»»
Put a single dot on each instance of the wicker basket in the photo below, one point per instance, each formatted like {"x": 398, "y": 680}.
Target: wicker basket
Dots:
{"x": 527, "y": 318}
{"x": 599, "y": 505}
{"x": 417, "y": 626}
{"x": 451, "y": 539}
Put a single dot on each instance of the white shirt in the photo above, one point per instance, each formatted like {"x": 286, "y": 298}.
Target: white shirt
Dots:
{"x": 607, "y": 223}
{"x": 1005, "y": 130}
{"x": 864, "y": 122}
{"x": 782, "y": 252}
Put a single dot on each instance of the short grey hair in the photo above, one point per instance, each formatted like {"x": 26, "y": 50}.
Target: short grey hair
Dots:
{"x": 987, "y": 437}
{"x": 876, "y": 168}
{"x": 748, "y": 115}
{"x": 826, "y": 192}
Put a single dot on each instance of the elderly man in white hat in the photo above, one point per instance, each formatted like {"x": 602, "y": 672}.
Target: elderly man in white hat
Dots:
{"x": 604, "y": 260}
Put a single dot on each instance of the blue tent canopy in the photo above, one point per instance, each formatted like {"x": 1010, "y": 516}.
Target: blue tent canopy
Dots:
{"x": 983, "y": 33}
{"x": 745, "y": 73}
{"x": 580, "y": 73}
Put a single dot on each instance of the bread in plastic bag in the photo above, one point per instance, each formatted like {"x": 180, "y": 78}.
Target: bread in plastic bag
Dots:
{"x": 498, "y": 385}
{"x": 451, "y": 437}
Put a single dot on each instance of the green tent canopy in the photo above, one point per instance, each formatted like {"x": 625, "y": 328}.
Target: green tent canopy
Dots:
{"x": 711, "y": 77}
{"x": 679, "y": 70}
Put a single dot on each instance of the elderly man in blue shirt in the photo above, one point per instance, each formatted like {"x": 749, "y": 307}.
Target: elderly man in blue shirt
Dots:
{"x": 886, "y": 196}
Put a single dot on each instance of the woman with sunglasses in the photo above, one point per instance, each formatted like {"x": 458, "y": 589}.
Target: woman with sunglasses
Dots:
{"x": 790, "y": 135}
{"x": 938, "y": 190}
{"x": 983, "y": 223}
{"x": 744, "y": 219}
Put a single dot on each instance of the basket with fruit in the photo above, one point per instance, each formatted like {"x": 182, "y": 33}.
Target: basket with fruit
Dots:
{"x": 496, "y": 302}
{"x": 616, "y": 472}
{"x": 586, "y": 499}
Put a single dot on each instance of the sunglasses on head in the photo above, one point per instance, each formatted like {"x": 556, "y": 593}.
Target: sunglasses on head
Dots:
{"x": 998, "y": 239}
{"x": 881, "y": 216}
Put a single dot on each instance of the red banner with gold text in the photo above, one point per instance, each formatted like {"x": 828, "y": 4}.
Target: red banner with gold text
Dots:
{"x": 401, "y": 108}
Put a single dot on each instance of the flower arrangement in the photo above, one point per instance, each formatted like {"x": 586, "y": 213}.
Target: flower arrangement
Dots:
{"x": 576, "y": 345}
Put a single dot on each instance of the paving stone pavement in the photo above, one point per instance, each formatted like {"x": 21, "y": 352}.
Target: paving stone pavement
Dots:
««
■ Set exercise: All of the entries above need to be reproduced exactly.

■ Full response:
Put a single dot on each instance of the wicker basket in the photo below, one point per instance, each formatted like {"x": 398, "y": 680}.
Target: wicker basket
Dots:
{"x": 527, "y": 318}
{"x": 599, "y": 505}
{"x": 417, "y": 626}
{"x": 451, "y": 539}
Put a single dot on each instance of the white shirt in the photo above, one point per instance, each formatted like {"x": 286, "y": 298}.
Target: white shirt
Dots:
{"x": 607, "y": 223}
{"x": 1005, "y": 130}
{"x": 864, "y": 122}
{"x": 782, "y": 252}
Put a single dot on each instance of the short grey hair in the photo above, one point per instance, each formatted like {"x": 26, "y": 50}.
Target: short grey hair
Dots:
{"x": 987, "y": 437}
{"x": 876, "y": 168}
{"x": 748, "y": 115}
{"x": 826, "y": 192}
Put a single dot on each instance of the elderly man in white hat in the photo above, one point per instance, each formatted like {"x": 602, "y": 672}.
Target: elderly man in white hat
Dots:
{"x": 604, "y": 260}
Put a single dot on each instance of the blue tent canopy in the photo above, one point per instance, each formatted like {"x": 1010, "y": 516}.
Target: blue tent canopy
Dots:
{"x": 983, "y": 33}
{"x": 745, "y": 73}
{"x": 580, "y": 73}
Put a single dot on each instance of the bread in plastic bag in the photo above, one point per instance, each formatted like {"x": 180, "y": 78}.
Target: bread in plastic bag
Dots:
{"x": 498, "y": 385}
{"x": 451, "y": 437}
Put a single dot on each instance of the green tent canopy in the photo above, one point per instance, each formatted like {"x": 625, "y": 328}.
Target: green tent canopy
Dots:
{"x": 711, "y": 77}
{"x": 679, "y": 70}
Put a single dot on each instance of the elderly man in blue shirt in the photo above, one point per instance, each formatted like {"x": 749, "y": 307}.
Target: elderly man in blue shirt
Dots:
{"x": 886, "y": 196}
Put a single dot on each instance of the woman with sunglasses in the photo above, one point per instance, each formatted like {"x": 458, "y": 589}.
Target: woman with sunglasses
Dots:
{"x": 790, "y": 135}
{"x": 938, "y": 190}
{"x": 983, "y": 223}
{"x": 744, "y": 219}
Put a single dot on each instance of the basket with fruit in the photo above, one point per instance, each formatted like {"x": 182, "y": 33}.
Target: basket with fruit
Dots:
{"x": 496, "y": 302}
{"x": 616, "y": 472}
{"x": 586, "y": 499}
Put a single dot on each instance of the sunglasses on head in the photo above, one point per instance, each formatted like {"x": 556, "y": 593}.
Target: sunglasses on head
Dots:
{"x": 998, "y": 239}
{"x": 881, "y": 216}
Put a single dot on each instance of the red banner with gold text in the photo above, one point per instance, each formatted like {"x": 828, "y": 4}.
Target: red banner with gold text
Dots:
{"x": 401, "y": 108}
Put a single dot on each instance of the flower arrangement in the photo above, one point per instance, each formatted like {"x": 586, "y": 213}.
Target: flower arrangement
Dots:
{"x": 576, "y": 345}
Put a single dot on each instance of the paving stone pavement in the photo above, one point per instance, each formatted like {"x": 21, "y": 352}.
Target: paving stone pavement
Dots:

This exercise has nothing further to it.